◆ TO DO ◆
Although the records contain pictures, repeat only the text of every line exactly.

Dataset entries:
---------------
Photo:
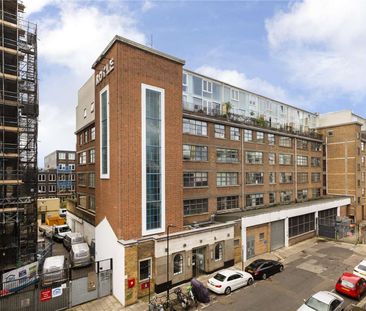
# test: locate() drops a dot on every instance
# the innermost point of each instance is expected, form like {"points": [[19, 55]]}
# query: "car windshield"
{"points": [[362, 267], [256, 264], [316, 304], [63, 229], [219, 277], [347, 284]]}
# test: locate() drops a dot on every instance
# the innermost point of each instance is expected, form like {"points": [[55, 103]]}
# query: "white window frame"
{"points": [[106, 175], [51, 188], [209, 86], [145, 87], [234, 95]]}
---------------
◆ ANSWER TO THIS PROBLEM ◆
Photo:
# test: locate() drops a dot on every instance
# the innermost point of each instance is expected, form like {"points": [[19, 55]]}
# query: "car windshield"
{"points": [[362, 267], [256, 264], [316, 304], [63, 229], [219, 277], [347, 284]]}
# test: locate() drops a dot on every instance
# the innermost point of each instance is expected, form like {"points": [[55, 103]]}
# query: "white window frame"
{"points": [[106, 175], [51, 188], [209, 86], [145, 87], [234, 95]]}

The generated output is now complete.